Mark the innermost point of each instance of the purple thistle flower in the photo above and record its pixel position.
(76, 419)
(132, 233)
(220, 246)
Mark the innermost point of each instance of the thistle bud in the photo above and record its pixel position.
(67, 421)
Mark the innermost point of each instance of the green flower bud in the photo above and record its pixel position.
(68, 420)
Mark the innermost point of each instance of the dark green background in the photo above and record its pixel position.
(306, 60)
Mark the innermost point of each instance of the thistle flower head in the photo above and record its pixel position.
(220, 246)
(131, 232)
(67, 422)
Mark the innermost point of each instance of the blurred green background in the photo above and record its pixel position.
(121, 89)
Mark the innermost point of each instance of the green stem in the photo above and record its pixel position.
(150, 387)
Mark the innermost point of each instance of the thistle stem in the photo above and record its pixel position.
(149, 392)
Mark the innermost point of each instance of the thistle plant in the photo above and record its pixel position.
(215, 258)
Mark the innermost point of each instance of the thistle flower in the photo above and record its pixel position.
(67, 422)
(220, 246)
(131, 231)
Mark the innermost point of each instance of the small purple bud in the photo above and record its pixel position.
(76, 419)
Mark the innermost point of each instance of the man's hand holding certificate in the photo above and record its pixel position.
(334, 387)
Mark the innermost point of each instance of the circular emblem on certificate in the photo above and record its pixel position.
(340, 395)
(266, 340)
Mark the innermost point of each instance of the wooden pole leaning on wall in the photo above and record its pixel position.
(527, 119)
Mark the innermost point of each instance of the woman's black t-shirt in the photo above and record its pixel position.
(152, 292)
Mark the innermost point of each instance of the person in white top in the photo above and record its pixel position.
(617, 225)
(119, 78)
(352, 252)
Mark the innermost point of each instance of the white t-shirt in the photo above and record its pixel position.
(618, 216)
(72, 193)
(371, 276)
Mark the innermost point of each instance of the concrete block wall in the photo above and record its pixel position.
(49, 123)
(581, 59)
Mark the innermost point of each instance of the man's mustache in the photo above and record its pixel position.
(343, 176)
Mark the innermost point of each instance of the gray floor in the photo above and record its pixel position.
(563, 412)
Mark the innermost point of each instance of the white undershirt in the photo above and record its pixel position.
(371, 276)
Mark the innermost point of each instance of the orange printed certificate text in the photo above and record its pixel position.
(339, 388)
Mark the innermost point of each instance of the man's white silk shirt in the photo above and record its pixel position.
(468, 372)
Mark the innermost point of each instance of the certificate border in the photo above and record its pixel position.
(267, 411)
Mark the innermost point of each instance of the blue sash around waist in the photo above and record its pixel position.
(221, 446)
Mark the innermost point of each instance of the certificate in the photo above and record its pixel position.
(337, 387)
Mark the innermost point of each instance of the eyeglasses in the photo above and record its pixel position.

▶ **WHAT YOU ARE ASKED TO DO**
Lay out the material above as a Markdown table with the columns "Number" and "Text." Give each line its own row, numbered in order, and omit blank lines.

▶ **ANSWER TO THIS EXERCISE**
| Number | Text |
|---|---|
| 1 | Mark the innermost point of each instance of the purple thistle flower in the photo above and record its pixel position. |
| 2 | (76, 419) |
| 3 | (132, 233) |
| 4 | (220, 246) |
| 5 | Mark the innermost point of each instance of the thistle bud in the photo above and record its pixel position. |
| 6 | (67, 421) |
| 7 | Mark the innermost point of each instance of the green flower bud in the photo above and record its pixel position. |
| 8 | (68, 420) |
| 9 | Mark the innermost point of each instance of the dark green background in the photo above and record its pixel position. |
| 10 | (306, 60) |
| 11 | Mark the innermost point of each instance of the thistle flower head in the photo above and record its pixel position. |
| 12 | (220, 246) |
| 13 | (131, 232) |
| 14 | (67, 422) |
| 15 | Mark the innermost point of each instance of the blurred green background in the photo above and record its pixel position. |
| 16 | (121, 89) |
| 17 | Mark the innermost point of each instance of the green stem in the photo above and record its pixel position. |
| 18 | (150, 387) |
| 19 | Mark the innermost point of each instance of the thistle stem in the photo above and record its pixel position. |
| 20 | (149, 392) |
| 21 | Mark the innermost point of each instance of the thistle plant in the photo above and record its pixel position. |
| 22 | (215, 258) |
| 23 | Mark the innermost point of each instance of the thistle flower in the photo above and record its pixel position. |
| 24 | (67, 422) |
| 25 | (220, 246) |
| 26 | (131, 231) |
| 27 | Mark the innermost point of each instance of the small purple bud in the photo above and record its pixel position. |
| 28 | (76, 419) |
| 29 | Mark the innermost point of each instance of the man's hand holding certificate in the photo above and record its pixel position. |
| 30 | (334, 387) |
| 31 | Mark the innermost point of each instance of the circular emblem on certificate in the photo above and record its pixel position. |
| 32 | (340, 395) |
| 33 | (266, 340) |
| 34 | Mark the innermost point of each instance of the wooden pole leaning on wall in the photo above and record its pixel position. |
| 35 | (527, 119) |
| 36 | Mark the innermost point of each instance of the woman's black t-shirt in the photo above and record its pixel position. |
| 37 | (152, 292) |
| 38 | Mark the innermost point of each instance of the person in white top in the photo above and record its pixel position. |
| 39 | (617, 225) |
| 40 | (119, 78) |
| 41 | (352, 252) |
| 42 | Mark the innermost point of each instance of the white t-shirt in the photo above and record its pixel position. |
| 43 | (618, 216) |
| 44 | (72, 193) |
| 45 | (371, 276) |
| 46 | Mark the innermost point of each instance of the concrete block wall in the photo above and record its pixel position. |
| 47 | (49, 123) |
| 48 | (581, 59) |
| 49 | Mark the innermost point of each instance of the man's mustache in the photo above and record its pixel position. |
| 50 | (343, 176) |
| 51 | Mark the innermost point of each instance of the gray floor in the photo above and record its pixel position. |
| 52 | (563, 412) |
| 53 | Mark the innermost point of each instance of the white undershirt in the photo above and record its pixel position. |
| 54 | (371, 276) |
| 55 | Mark the innermost point of each instance of the orange printed certificate text in the photo above and record its pixel position. |
| 56 | (339, 388) |
| 57 | Mark the innermost point of each instance of the man's white silk shirt in the photo above and record its pixel position. |
| 58 | (468, 372) |
| 59 | Mark the innermost point of each instance of the certificate border in the photo above and record its pixel position. |
| 60 | (267, 411) |
| 61 | Mark the innermost point of each instance of the blue sash around waist in the photo above and record its pixel position. |
| 62 | (221, 446) |
| 63 | Mark the innermost point of each instance of the certificate in the photo above and record its pixel position. |
| 64 | (337, 387) |
| 65 | Mark the innermost point of each instance of the eyeglasses in the photo above and record its pixel position. |